§ **EXERCISE DIRECTIONS**: Skip every picture and transcribe the remaining material exactly.

§ **EXERCISE MATERIAL**:
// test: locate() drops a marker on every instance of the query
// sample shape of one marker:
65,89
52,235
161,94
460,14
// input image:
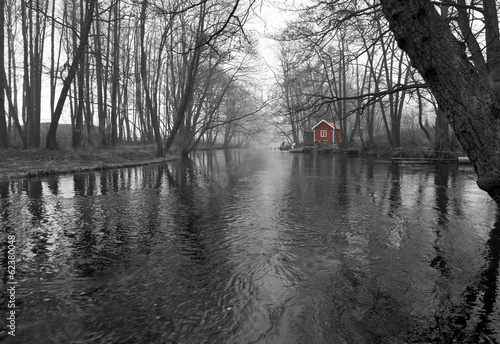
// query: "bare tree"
51,142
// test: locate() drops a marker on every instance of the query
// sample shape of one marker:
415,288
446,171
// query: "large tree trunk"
470,103
51,142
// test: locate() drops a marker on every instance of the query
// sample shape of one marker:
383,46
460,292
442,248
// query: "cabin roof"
331,124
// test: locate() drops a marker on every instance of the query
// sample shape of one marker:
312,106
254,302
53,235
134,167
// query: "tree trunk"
51,142
470,103
4,142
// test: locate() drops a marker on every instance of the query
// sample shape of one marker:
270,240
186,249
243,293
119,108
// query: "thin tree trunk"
51,142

§ **RESULT FOR THIS TASK**:
// test: locate() drops a marker on every instance of the query
// sample shape of one marker:
65,89
52,235
161,94
460,14
// input image:
// query: "bare tree"
51,142
// test: locate() drops a marker on every instance of the query
// sample shape of one marker:
415,288
446,171
// query: "large tree trunk"
470,103
51,142
// test: locate() drops a marker on every instance of the query
// sample shape of one marker:
383,46
460,292
442,248
// query: "cabin roof"
331,124
// test: locate() drops a marker on every instance of the query
// sample shape of one marker:
312,106
254,302
53,235
134,167
// query: "tree trunk"
51,142
470,103
4,142
// test: locate() drops a marker on every instance of the query
// sample shape of one marker:
270,240
186,249
243,293
119,108
// query: "thin tree trunk"
51,142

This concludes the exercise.